_INPUT DATA:_
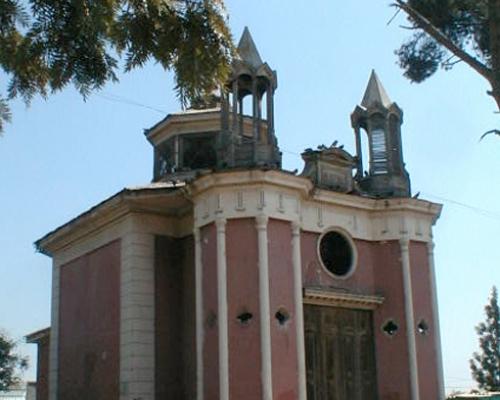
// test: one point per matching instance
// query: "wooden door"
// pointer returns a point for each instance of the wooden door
(340, 356)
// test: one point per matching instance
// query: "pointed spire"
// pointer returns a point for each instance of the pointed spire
(248, 51)
(375, 93)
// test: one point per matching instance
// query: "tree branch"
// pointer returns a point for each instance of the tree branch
(442, 39)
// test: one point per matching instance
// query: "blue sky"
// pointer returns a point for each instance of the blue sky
(63, 155)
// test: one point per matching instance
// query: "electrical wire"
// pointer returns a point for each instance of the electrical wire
(478, 210)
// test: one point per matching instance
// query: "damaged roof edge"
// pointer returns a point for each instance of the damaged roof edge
(112, 201)
(35, 337)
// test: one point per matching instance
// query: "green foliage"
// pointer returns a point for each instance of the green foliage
(485, 366)
(464, 22)
(47, 44)
(450, 31)
(10, 363)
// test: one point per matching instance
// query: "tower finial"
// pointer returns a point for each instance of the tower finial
(247, 50)
(375, 93)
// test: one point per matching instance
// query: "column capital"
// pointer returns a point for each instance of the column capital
(197, 234)
(220, 224)
(404, 242)
(261, 221)
(296, 227)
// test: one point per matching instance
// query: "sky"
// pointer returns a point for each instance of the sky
(62, 155)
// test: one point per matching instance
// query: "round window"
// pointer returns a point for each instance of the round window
(337, 253)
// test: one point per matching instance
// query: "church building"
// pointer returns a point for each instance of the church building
(230, 278)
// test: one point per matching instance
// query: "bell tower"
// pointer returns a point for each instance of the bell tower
(248, 134)
(381, 119)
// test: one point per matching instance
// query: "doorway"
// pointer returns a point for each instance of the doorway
(340, 354)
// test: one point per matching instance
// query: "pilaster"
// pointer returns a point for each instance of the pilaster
(404, 244)
(220, 224)
(264, 303)
(54, 331)
(137, 319)
(199, 314)
(435, 314)
(299, 310)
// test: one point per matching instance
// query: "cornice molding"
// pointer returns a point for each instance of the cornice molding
(333, 298)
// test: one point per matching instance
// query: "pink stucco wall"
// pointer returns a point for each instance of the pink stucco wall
(89, 326)
(210, 317)
(423, 310)
(243, 296)
(379, 272)
(283, 337)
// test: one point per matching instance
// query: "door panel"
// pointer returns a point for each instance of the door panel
(340, 356)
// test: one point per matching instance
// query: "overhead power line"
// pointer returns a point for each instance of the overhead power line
(482, 211)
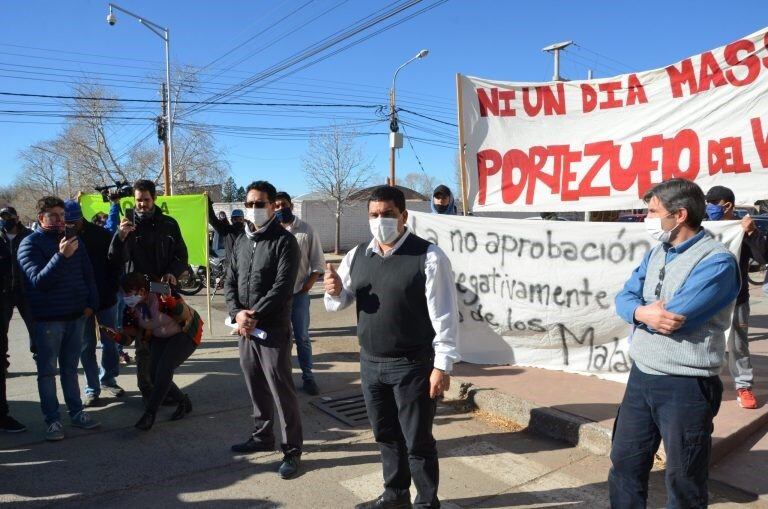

_TASK GOAL:_
Please reproduce the records above exactly, omitting every picture.

_THE ANSWER:_
// test: one point per matching instance
// query: "wooden door"
// pointer returns a point for each instance of the wooden door
(340, 356)
// test: one point per matching instance
// query: "pointed spire"
// pointer returns a point for each instance of the pointed spire
(248, 51)
(375, 93)
// test: one point per matching instance
// query: "tree branch"
// pointer returns a point for each instance of the tree branch
(442, 39)
// test: one point per matching instance
// query: "blue sky"
// pointer returns a point for each instance of the blue sky
(63, 155)
// test: one point per matching instance
// query: "electrical wire"
// pointer returns a point for each instance of the electrical wire
(478, 210)
// test: one point per matching instance
// query: "damaged roof edge"
// pointer returns a point for each instance of the damaged roof edge
(112, 201)
(35, 337)
// test: one point per matching instance
// query: "green foliage"
// pointer returns a point for each instance of the green foliage
(485, 366)
(464, 22)
(47, 44)
(450, 31)
(10, 363)
// test: one point per matching instance
// query: "tower finial"
// pointer returns a point for each instance of the tower finial
(247, 50)
(375, 93)
// test: one point per matching instance
// query: "column capital"
// pointer returns a point for each instance of the column capital
(197, 234)
(220, 224)
(404, 242)
(261, 221)
(296, 227)
// test: one point per matching instance
// query: "sky"
// pointer returns a point for each instance of the sky
(62, 155)
// test: one point per matching instance
// query: "round window"
// pointer returns a point for each instance of the round window
(337, 253)
// test: one point per matching instance
// query: "church building"
// pointer returns a point for each instance of the church building
(230, 278)
// test: one point per matching instance
// query: "bell tower"
// pointer returns a point for each instance of the bell tower
(248, 134)
(381, 119)
// test: one point per matching instance
// query: "doorway"
// pointer returns a point for each instance of the doorway
(340, 354)
// test: one point per matching instance
// query: "pilaster"
// pointer returns a point for each instance of the pilaster
(404, 244)
(220, 224)
(264, 303)
(54, 331)
(137, 319)
(199, 314)
(435, 314)
(299, 310)
// test: one point per matching instance
// query: "cornice molding"
// pointer returns a point for each instance of the cornice molding
(333, 298)
// test: one point per matching instance
// query: "pink stucco wall"
// pointer returns a point for each instance of the pink stucco wall
(89, 326)
(210, 317)
(423, 310)
(243, 296)
(379, 272)
(283, 337)
// test: one point per matching instance
// query: "door panel"
// pointer returns a point for each instance of the door panel
(340, 356)
// test: one point per matching instance
// query: "overhead power line"
// pointer returns a point for each instance of the overhead power line
(482, 211)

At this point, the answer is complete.